Directive> List, in full, every row below that contains the string "holder".

--- Start Task input ---

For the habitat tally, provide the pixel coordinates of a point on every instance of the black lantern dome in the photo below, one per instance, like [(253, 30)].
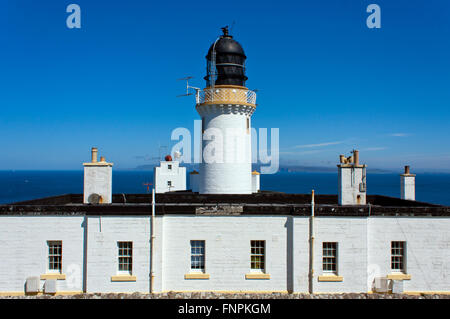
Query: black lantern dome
[(225, 62)]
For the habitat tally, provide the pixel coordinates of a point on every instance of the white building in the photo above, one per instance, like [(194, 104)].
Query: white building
[(169, 176), (229, 236), (216, 243), (226, 106), (407, 185)]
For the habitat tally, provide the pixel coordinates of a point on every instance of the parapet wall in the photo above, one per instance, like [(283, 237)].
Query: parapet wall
[(216, 295)]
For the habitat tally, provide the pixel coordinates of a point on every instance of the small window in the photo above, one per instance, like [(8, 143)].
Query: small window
[(198, 255), (54, 256), (257, 255), (398, 256), (329, 255), (125, 257)]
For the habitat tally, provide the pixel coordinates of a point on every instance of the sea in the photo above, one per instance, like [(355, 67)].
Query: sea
[(25, 185)]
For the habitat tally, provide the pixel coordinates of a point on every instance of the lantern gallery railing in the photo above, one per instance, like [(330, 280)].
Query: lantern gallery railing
[(227, 95)]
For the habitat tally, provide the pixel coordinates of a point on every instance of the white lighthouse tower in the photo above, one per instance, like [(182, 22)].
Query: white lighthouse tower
[(226, 106)]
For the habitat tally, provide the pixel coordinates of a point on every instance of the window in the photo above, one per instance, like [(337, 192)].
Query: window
[(54, 256), (257, 255), (398, 256), (198, 255), (329, 257), (125, 257)]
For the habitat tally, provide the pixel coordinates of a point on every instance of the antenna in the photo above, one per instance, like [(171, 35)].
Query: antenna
[(232, 25), (197, 90)]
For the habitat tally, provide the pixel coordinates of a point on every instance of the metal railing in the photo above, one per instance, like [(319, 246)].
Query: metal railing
[(226, 95)]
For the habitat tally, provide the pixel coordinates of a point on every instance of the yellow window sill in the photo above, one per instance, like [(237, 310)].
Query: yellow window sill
[(196, 276), (257, 276), (330, 278), (123, 278), (53, 276), (399, 276)]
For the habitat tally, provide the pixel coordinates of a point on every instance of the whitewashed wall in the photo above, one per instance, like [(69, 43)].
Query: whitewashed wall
[(428, 249), (363, 251), (104, 232), (98, 180), (227, 245), (407, 187), (24, 250), (176, 175), (231, 174), (349, 179), (350, 233)]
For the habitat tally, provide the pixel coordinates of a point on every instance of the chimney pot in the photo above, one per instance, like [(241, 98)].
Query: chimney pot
[(94, 153), (356, 157)]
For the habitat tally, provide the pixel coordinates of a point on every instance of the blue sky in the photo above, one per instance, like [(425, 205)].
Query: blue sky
[(329, 83)]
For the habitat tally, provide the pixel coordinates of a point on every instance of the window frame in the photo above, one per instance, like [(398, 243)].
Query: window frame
[(330, 259), (401, 256), (121, 255), (202, 261), (254, 253), (51, 254)]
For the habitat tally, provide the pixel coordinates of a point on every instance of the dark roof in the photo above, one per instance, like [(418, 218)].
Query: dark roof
[(265, 203)]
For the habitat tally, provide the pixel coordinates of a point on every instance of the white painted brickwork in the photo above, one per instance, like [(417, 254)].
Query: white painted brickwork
[(104, 233), (227, 253), (363, 251), (24, 250)]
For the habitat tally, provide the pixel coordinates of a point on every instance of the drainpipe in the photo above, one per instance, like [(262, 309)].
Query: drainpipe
[(311, 245), (152, 245)]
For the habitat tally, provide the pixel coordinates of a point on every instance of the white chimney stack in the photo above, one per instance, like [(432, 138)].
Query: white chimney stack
[(407, 185), (97, 180), (351, 180)]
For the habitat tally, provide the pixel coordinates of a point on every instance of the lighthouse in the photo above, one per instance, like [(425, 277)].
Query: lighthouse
[(225, 106)]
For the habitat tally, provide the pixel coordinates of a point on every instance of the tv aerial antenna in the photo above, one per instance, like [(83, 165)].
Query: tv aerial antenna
[(197, 90)]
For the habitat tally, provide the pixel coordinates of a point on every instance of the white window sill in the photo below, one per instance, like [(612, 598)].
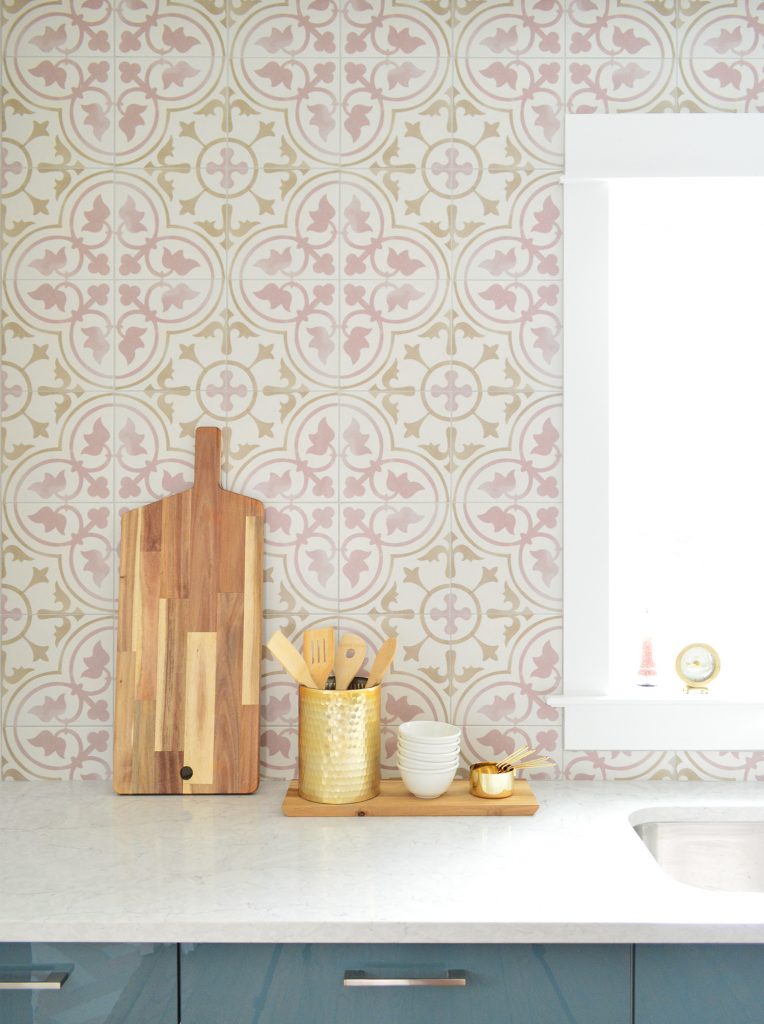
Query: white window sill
[(653, 721)]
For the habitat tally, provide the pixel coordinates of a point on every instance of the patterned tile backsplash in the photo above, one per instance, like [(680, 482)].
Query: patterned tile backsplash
[(333, 229)]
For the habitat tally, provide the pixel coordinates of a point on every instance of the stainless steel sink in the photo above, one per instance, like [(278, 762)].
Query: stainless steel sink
[(718, 854)]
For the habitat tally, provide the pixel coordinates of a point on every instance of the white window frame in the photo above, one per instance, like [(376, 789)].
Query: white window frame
[(597, 147)]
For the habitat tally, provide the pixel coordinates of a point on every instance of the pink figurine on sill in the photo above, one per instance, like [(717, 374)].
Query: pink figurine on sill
[(647, 670)]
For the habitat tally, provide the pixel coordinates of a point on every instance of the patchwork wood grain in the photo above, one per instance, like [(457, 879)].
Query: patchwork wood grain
[(189, 632)]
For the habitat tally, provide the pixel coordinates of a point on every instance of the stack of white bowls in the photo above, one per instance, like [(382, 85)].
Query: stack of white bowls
[(428, 757)]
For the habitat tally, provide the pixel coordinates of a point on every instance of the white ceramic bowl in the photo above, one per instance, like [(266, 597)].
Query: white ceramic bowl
[(429, 732), (427, 784), (434, 747), (426, 765), (428, 760)]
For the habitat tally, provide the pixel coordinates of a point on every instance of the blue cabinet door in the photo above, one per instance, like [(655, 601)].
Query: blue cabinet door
[(705, 984), (100, 983), (304, 984)]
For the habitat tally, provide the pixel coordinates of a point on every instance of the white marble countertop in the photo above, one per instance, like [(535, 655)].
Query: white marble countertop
[(78, 863)]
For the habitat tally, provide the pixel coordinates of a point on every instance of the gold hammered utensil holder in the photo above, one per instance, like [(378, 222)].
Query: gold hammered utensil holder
[(339, 744)]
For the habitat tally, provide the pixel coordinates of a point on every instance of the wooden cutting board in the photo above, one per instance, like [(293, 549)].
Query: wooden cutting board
[(186, 710), (394, 801)]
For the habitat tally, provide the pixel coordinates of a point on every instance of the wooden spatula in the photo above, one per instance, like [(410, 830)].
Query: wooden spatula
[(382, 662), (317, 649), (289, 656), (349, 658)]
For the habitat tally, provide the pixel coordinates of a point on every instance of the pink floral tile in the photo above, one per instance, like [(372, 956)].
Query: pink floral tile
[(388, 545), (302, 95), (58, 293), (518, 459), (720, 766), (302, 563), (726, 31), (527, 244), (619, 85), (378, 29), (723, 85), (529, 309), (521, 357), (336, 233), (293, 456), (620, 765), (618, 31), (512, 688), (154, 441), (377, 243), (164, 32), (58, 449), (390, 459), (417, 683), (59, 31), (382, 321), (503, 548), (510, 108), (70, 681), (379, 98), (76, 94), (286, 33), (64, 551), (56, 752), (509, 30), (153, 94), (279, 752)]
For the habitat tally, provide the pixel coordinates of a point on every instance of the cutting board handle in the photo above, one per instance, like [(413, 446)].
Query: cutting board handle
[(207, 459)]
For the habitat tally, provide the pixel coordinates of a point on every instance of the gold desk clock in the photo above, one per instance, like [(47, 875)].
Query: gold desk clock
[(697, 664)]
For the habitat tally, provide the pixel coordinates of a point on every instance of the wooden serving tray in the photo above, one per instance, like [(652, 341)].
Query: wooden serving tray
[(395, 801)]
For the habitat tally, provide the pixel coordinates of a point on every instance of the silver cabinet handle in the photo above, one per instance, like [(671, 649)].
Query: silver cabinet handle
[(32, 981), (362, 979)]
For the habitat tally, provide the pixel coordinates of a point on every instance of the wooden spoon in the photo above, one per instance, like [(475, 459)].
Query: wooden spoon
[(317, 649), (289, 656), (349, 658), (382, 662)]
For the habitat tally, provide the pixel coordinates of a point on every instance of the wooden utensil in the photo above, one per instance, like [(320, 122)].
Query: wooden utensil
[(349, 658), (290, 657), (514, 757), (382, 662), (317, 650), (538, 763), (187, 688)]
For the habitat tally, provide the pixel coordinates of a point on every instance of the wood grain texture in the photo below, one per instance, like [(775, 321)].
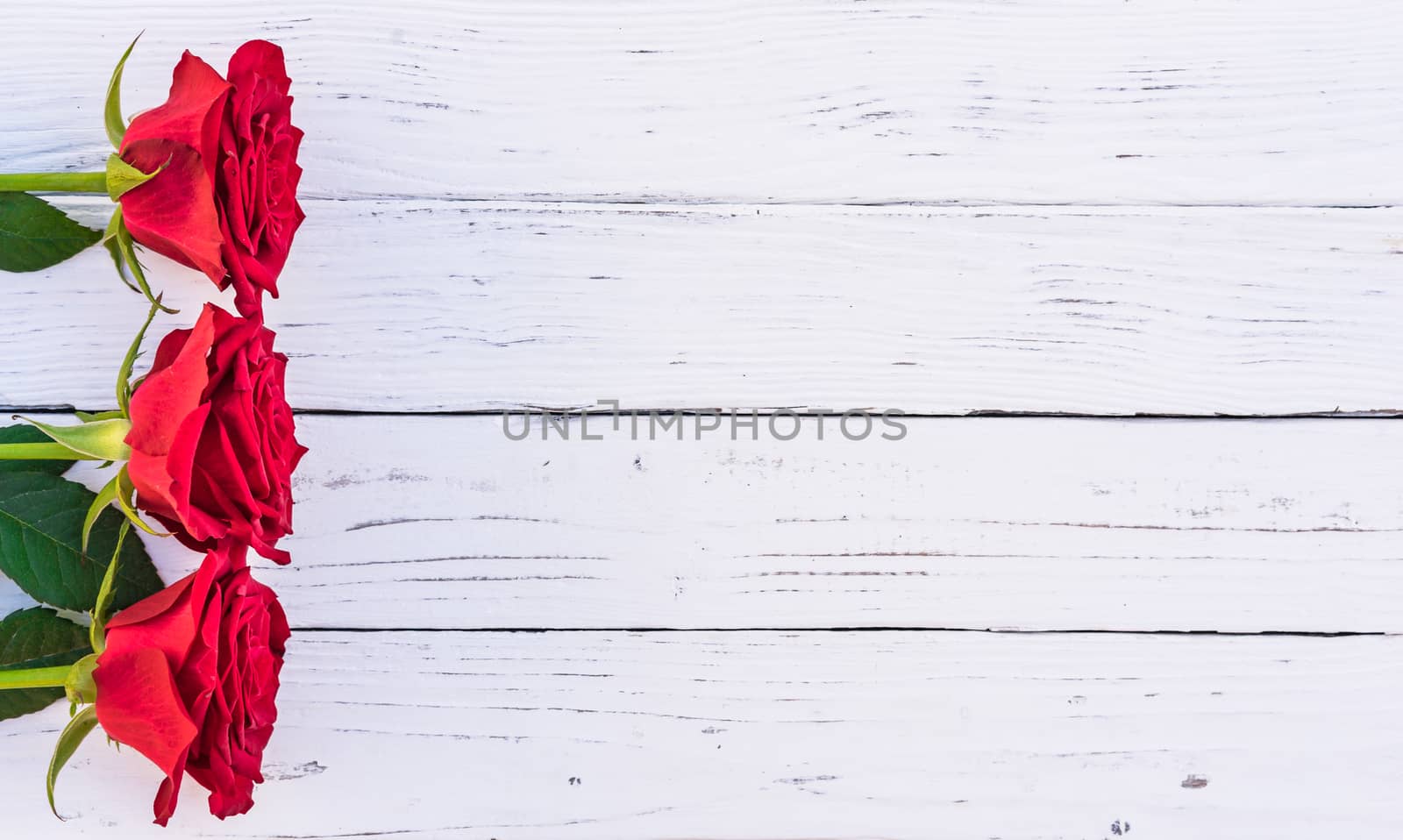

--- End Task input ---

Result of the exercise>
For the habitat tally, provide the pixel coordinates of a point on every instance of the gold hammered utensil holder in the photo above, one per instance, like [(378, 222)].
Query: gold hammered utensil holder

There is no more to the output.